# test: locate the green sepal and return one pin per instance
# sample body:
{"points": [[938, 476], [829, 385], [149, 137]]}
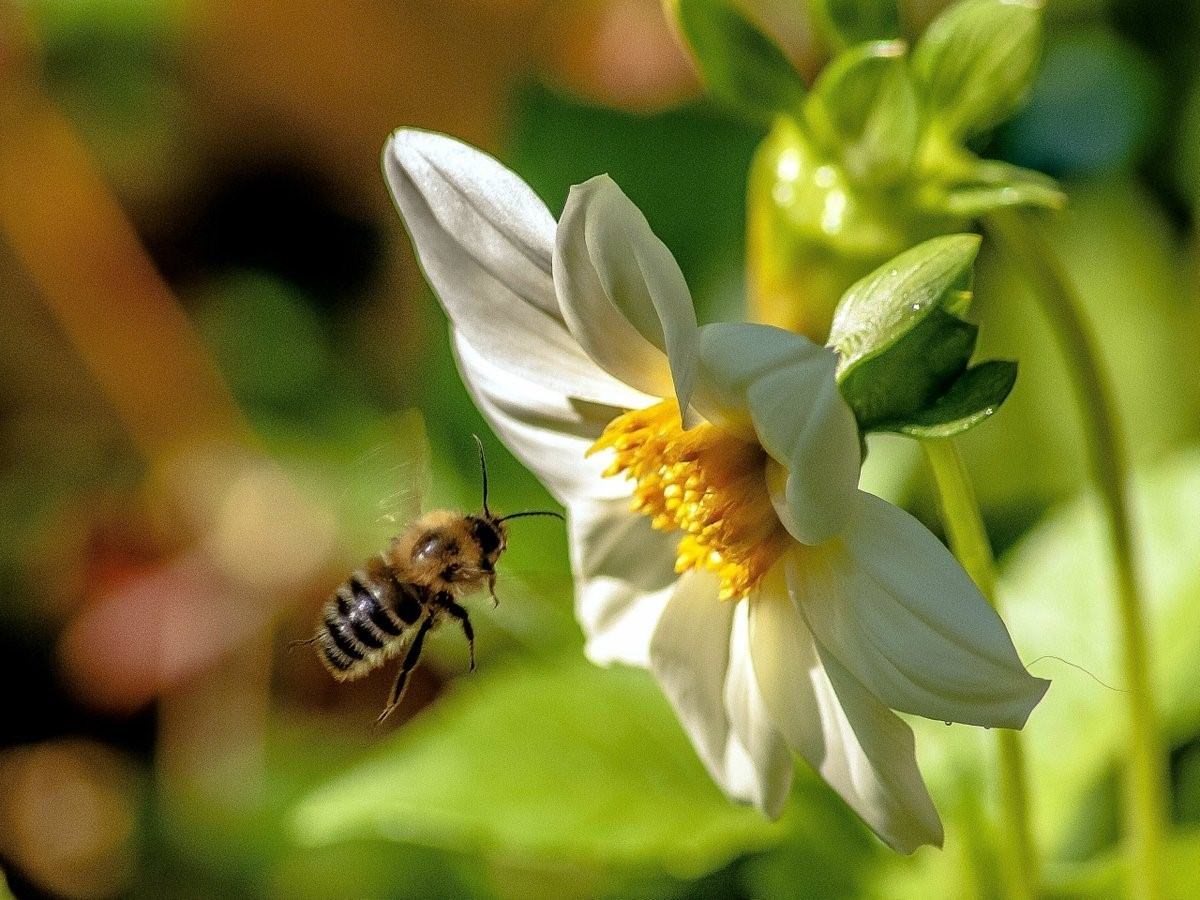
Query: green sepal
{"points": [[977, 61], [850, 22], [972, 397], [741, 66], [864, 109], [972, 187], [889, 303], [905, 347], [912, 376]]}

Direction:
Please format every line of the items above as a JSON list of strings, one string per line, with blank lines and the pictures left out.

The solution:
[
  "# test: locate the green sepal and return one pin per instance",
  "# sample body:",
  "{\"points\": [[938, 476], [829, 385], [149, 137]]}",
  "Query: green sepal",
  "{\"points\": [[977, 61], [850, 22], [972, 397], [741, 66], [864, 109], [972, 187], [889, 303], [905, 347], [912, 376]]}"
]